## RECORDS SUPPLIED
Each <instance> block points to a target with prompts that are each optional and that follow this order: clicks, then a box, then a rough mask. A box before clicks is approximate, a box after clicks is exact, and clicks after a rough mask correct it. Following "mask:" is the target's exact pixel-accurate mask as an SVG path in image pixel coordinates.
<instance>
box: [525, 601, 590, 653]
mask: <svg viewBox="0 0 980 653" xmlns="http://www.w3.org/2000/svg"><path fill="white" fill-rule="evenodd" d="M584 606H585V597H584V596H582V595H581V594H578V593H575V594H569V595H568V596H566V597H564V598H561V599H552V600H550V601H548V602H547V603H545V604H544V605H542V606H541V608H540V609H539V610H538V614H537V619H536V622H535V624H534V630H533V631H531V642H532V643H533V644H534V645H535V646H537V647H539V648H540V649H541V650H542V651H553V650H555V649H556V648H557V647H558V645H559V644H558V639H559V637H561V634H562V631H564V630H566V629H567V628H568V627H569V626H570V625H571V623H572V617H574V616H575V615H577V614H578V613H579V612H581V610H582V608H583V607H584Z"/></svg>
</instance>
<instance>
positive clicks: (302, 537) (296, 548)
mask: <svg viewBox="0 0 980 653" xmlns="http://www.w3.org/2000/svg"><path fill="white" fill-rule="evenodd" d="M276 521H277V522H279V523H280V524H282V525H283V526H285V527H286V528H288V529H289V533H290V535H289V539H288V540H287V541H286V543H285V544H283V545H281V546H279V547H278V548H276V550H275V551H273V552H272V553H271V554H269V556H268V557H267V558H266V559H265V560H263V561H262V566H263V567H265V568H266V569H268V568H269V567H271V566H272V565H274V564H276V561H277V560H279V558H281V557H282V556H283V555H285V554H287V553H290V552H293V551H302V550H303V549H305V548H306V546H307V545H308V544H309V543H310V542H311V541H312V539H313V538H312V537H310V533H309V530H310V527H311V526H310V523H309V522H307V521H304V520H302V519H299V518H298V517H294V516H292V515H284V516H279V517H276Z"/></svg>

## PROBLEM
Could you write out all the records again, replacing "positive clicks" with "foreground clicks" and leaving everything else unchanged?

## RESPONSE TO THIS TASK
Each <instance> block points to a target with prompts that are each optional and that follow this order: clicks, then a box, then a rough mask. A box before clicks is approximate, a box after clicks is exact, and clicks after a rough mask correct it. Following "mask:" is the target's exact pixel-accurate mask as an SVG path in image pixel coordinates.
<instance>
box: [525, 601, 590, 653]
mask: <svg viewBox="0 0 980 653" xmlns="http://www.w3.org/2000/svg"><path fill="white" fill-rule="evenodd" d="M584 606H585V597H584V596H582V595H581V594H578V593H575V594H569V595H568V596H566V597H564V598H561V599H552V600H550V601H548V602H547V603H545V604H544V605H542V606H541V608H540V609H539V610H538V614H537V619H536V622H535V624H534V630H533V631H531V642H532V643H533V644H534V645H535V646H537V647H539V648H540V649H541V650H542V651H553V650H555V649H556V648H557V647H558V645H559V644H558V639H559V637H561V634H562V631H564V630H566V629H567V628H568V627H569V626H570V625H571V623H572V617H574V616H575V615H577V614H578V613H579V612H581V610H582V608H583V607H584Z"/></svg>
</instance>
<instance>
foreground clicks: (302, 537) (296, 548)
mask: <svg viewBox="0 0 980 653" xmlns="http://www.w3.org/2000/svg"><path fill="white" fill-rule="evenodd" d="M276 521H277V522H279V523H280V524H282V525H283V526H285V527H286V528H288V529H289V533H290V535H289V539H288V540H287V541H286V543H285V544H283V545H281V546H279V547H278V548H276V550H275V551H273V552H272V553H271V554H269V556H268V557H267V558H266V559H265V560H263V561H262V566H263V567H265V568H266V569H268V568H269V567H271V566H272V565H274V564H276V561H277V560H279V558H281V557H282V556H283V555H285V554H287V553H290V552H293V551H302V550H303V549H305V548H306V546H307V545H308V544H309V543H310V542H311V541H312V539H313V538H312V537H310V533H309V530H310V527H311V526H310V523H309V522H307V521H304V520H302V519H299V518H298V517H294V516H292V515H284V516H279V517H276Z"/></svg>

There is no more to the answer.